### Exercise input ###

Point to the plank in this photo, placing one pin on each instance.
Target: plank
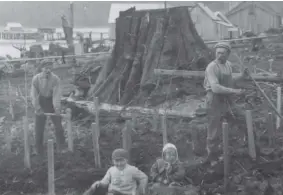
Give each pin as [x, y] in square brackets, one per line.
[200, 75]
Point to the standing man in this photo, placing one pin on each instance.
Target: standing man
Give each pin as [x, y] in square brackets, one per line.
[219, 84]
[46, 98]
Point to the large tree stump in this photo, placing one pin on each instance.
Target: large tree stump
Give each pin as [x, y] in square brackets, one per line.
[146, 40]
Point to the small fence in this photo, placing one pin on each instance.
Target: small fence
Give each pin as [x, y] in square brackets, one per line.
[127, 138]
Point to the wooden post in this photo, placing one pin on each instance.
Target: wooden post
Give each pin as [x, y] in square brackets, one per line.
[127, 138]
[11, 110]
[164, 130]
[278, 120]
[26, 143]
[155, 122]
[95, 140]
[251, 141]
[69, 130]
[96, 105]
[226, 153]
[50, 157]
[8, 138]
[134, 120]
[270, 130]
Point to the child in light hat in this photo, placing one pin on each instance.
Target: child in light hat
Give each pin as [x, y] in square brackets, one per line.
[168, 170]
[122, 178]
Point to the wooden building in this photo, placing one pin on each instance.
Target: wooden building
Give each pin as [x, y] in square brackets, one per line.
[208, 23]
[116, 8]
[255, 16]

###
### Exercise input ###

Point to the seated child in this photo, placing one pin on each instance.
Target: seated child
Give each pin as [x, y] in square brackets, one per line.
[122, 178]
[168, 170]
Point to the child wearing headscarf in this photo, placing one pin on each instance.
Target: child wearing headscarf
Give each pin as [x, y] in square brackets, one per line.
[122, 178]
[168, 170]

###
### Exercise input ###

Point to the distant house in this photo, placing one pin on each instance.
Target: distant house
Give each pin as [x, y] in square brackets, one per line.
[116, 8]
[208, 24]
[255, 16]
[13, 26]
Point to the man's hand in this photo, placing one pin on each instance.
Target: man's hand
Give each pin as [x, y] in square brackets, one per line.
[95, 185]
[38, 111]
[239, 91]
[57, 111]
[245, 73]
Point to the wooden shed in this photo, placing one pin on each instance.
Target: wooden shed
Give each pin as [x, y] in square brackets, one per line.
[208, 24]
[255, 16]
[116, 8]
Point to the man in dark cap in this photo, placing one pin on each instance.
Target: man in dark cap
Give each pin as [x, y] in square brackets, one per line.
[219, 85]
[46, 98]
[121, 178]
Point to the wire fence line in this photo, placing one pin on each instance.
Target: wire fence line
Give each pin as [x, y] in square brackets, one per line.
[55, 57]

###

## To be done
Please pull out every line of the material above that contains the word "tree" and copy each one.

## Solution to this problem
Point to the large tree stump in this photo, placing one pin on each instance.
Target: large tree stump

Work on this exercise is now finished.